Directions —
A – Answer these questions using the text below on intercellular communication in eukaryotic cells, each on its own line and marked to match:
(i) Which two membrane dyes were used to label the Jurkat T cells, and what color was each?
(ii) According to the abstract, what prevailing view have the recent reports challenged?
(iii) What length does the bar in Figure 1 represent?
B – Continue the text below on intercellular communication in eukaryotic cells, starting from the point where it stops.

Study text —
§

Nanotubes, exosomes, and nucleic acid-binding peptides provide novel mechanisms of intercellular communication in eukaryotic cells: implications in health and disease

Abstract

The prevailing view that eukaryotic cells are restrained from intercellular exchange of genetic information has been challenged by recent reports on nanotubes, exosomes, apoptotic bodies, and nucleic acid-binding peptides that provide novel pathways for cell-cell communication, with implications in health and disease.

Figure 1.

TNT-connecting cells. Jurkat T cells differentially labeled with the membrane dyes DiO (green) and DiL (red) were cocultured. The connecting TNT contains a junction, as shown by the distinct separation of the membrane dyes. Other nanotubes have, however, been shown to mediate membrane continuity between cells. Reprinted by permission from Macmillan Publishers Ltd., Nature Cell Biology (copyright 2008; Sowinski et al., 2008), and D.M. Davis (Imperial College, London, England, UK). Bar, 10 μm.

Figure 2.

§

Dataset content —

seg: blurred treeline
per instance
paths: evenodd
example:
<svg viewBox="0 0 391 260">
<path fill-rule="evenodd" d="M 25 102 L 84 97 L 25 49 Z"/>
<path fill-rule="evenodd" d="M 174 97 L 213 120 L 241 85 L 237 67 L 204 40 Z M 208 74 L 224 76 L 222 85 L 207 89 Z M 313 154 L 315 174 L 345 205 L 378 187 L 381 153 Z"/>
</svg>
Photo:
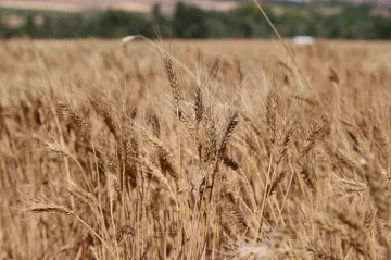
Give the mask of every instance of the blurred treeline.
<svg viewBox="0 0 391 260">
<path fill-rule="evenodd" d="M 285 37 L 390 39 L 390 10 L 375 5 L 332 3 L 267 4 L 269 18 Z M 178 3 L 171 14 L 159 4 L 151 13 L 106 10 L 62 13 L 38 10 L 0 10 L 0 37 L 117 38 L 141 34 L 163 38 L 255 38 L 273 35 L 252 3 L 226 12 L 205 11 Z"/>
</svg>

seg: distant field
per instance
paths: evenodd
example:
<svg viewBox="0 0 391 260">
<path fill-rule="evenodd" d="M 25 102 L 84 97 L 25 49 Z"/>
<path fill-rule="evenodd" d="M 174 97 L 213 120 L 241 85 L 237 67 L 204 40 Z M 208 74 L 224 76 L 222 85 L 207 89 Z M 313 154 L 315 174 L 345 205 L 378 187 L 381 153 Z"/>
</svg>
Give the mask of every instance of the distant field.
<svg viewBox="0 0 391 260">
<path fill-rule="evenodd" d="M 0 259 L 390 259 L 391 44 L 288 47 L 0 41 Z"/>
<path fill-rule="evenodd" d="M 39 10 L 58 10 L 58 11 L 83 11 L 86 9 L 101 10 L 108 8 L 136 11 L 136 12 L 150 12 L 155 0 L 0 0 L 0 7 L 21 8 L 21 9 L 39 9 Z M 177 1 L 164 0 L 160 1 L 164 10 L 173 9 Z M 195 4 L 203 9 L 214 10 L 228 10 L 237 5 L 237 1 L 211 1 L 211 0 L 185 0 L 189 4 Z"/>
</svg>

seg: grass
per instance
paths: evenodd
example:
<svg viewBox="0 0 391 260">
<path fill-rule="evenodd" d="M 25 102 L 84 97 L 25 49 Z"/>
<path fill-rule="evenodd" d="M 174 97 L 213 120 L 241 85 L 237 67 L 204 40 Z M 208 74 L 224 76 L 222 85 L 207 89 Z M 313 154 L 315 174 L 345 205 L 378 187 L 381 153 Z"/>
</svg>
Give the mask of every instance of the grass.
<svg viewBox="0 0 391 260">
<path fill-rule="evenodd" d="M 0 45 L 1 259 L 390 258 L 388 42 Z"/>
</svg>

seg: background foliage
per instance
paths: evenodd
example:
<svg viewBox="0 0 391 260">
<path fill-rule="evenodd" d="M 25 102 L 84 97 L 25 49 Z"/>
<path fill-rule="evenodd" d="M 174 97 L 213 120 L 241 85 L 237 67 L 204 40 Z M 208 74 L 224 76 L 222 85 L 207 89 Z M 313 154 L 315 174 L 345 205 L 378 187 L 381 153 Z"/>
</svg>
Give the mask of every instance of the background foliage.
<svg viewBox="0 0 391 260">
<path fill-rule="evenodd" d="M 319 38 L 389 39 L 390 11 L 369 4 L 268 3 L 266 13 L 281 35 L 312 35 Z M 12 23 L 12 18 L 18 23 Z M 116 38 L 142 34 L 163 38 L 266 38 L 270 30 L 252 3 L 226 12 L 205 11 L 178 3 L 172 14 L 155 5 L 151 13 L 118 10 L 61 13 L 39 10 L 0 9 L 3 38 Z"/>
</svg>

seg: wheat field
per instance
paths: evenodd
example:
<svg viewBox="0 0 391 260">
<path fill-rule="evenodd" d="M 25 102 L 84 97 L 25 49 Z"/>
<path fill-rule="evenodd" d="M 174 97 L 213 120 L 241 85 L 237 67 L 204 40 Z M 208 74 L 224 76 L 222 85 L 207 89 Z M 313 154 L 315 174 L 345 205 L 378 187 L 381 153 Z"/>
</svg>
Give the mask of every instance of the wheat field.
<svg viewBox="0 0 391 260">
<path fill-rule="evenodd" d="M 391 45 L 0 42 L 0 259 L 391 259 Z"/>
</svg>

§

Answers for this exercise —
A –
(i) DiO (green) and DiL (red).
(ii) The view that eukaryotic cells are restrained from intercellular exchange of genetic information.
(iii) 10 μm.

B –
Possible routes for nucleic acid exchange between cells. The classical mechanism of cellular communication via macromolecules is through secretion of signaling molecules. Secreted molecules are usually relayed through a secretory vesicular compartment (1) that subsequently fuses with the plasma membrane. Exosomes are released in a similar fashion, whereas microvesicles bud off directly from the plasma membrane. Such vesicles have been shown to contain nucleic acids (2) that hereby can be shuttled between cells. The mechanism of vesicular cargo uptake by recipient cells is largely unknown but may involve either direct membrane fusion or endocytosis (3). The internalization mechanisms of free peptide or protein bound nucleic acids have been better studied and may involve proteoglycan-dependent endocytosis (4). How endocytosed macromolecules escape the endosome and gain access to the cytoplasm remains ill-defined, but recent findings suggest a role for SID-1 in nucleic acid membrane transfer (5). Internalized vesicles might also intersect with the exosomal biogenesis machinery in late endosomes/multivesicular bodies (6), thus giving rise to compound vesicles that can deliver an integrated message to yet other cells (shown in blue). An alternative pathway for macromolecular shuttling between cells is through TNTs (7). Vesicles of endosomal origin are among the cargos demonstrated to be transported via this pathway. However, a multitude of other cargos, including nucleic acids and proteins, are potentially sorted for intercellular transport via TNTs. Finally, it has been demonstrated that apoptotic bodies released from tumor cells (8) can deliver oncogenic DNA and transform nonmalignant, surrounding cells.